* **PASSAGE TO READ**
• • • • • • •
Saturday, August 22, 2020

96 Ghosts in the Corridors in Times of Coronavirus












There is a widespread custom in times of plague that has persisted over the centuries. To avoid contagion, many leave the city and escape into the country. The Italian writer, Giovanni Boccaccio, lived through the Black Death as it ravaged the city of Florence in 1348. The experience inspired him to write “The Decameron”, a story of seven men and three women who escaped the disease by fleeing to a villa outside the city. His introduction vividly describes the effects of the epidemic on his city. 

“Others again held a still more cruel opinion, which they thought would keep them safe. They said that the only medicine against the plague-stricken was to go directly away from them. Men and women, convinced of this and caring about nothing but themselves, abandoned their own city, their own houses, their dwellings, their relatives, their property, and went abroad or at least to the country round Florence, as if God's wrath in punishing men's wickedness with this plague would not follow them, but strike only those who remained within the walls of the city…”

And so in Times of Coronavirus, and following the time-honored (though harshly criticized) tradition of many others before us, my husband and I took the decision to leave Granada and travel to a village two hours and various worlds away, where it was possible to at least pretend that the pandemic did not exist. 

Alhama de Almería is a town of about 3,500 inhabitants. It is so small that in a 30-minute stroll, one has seen everything there is to see. Anyone interested in painting the town red (or even a pale shade of pink) is out of luck. There is zero nightlife of any sort. In any case, this hardly matters because practically all discotheques, cocktail lounges, and nightclubs in Spain have closed anyway.
• • • • • • •
* **LISTED RECORDS**

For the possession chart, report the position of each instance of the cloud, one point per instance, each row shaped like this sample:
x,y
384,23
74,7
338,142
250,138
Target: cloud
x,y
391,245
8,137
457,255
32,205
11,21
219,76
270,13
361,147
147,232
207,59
• • • • • • •
* **YOUR TASKS**
A. According to the blog post, about how many people live in Alhama de Almería?
B. Using the blog post, explain why the town's lack of nightlife hardly matters.
C. Resume the blog post from its last sentence.
The rows have no role in this work.

* **ANSWERS TO THE TASKS**
A. About 3,500.

B. It hardly matters because practically all discotheques, cocktail lounges, and nightclubs in Spain have closed anyway.

C.
The government has even announced its intention to shut down the houses of prostitution, given the difficulty of tracing clients in the case of an outbreak. Apparently, few men wish to admit that they are obliged to pay someone to have sex with them. So a number of itches will not be scratched until the pandemic recedes.

Alhama de Almería, however, is a paragon of sobriety. It is so tranquil and boring that the coronavirus has not even bothered to visit it. The town is renowned for three things:

1. It is the birthplace of Nicolás Salmerón, university professor and president of the First (though short-lived) Republic (1873-1874), who wisely abandoned power when he realized that Spain (and Spaniards) were impossible to govern.

2. It is the site of the Balneario de San Nicolas, a natural hot springs that has been around since the times of the Romans and Arabs, and, quite miraculously, has not closed down because of the coronavirus. 

3. Since the pandemic began, there has been only one recorded case of Covid-19 in the whole town.

So, given these specifications, we decided to visit the spa there, especially since the hotel has implemented the new draconian protocols to keep all guests and employees disinfected and reasonably safe in these difficult times. Nevertheless, coping with Covid-19 in the New Normal is a somewhat daunting experience.

When we entered the building, there was hand sanitizer and a temperature machine. After registering at the desk, we were given an antibodies test for coronavirus (results in 15 minutes). Not surprisingly, the test came out negative. Of course, masks have to be worn all of the time except when one is actually in the spa water, eating a meal, or in one’s own room. The capacity of all public rooms in the hotel is strictly limited. Elevators can only be used by one person at a time. In the dining room, tables are two meters apart, and buffets have disappeared forever. The server must bring all food to the tables.

This is all rather different from the last time we were here five months ago. We had visited the town in February just before the world went to pieces. At that time, the hotel was filled with almost 100 people, mostly groups of retirees who joyfully took part in card games, domino tournaments, sing-a-longs, and memory workshops. The spa was bustling with (mostly ancient) life, but still filled with a great deal of conversation, gaiety, and laughter.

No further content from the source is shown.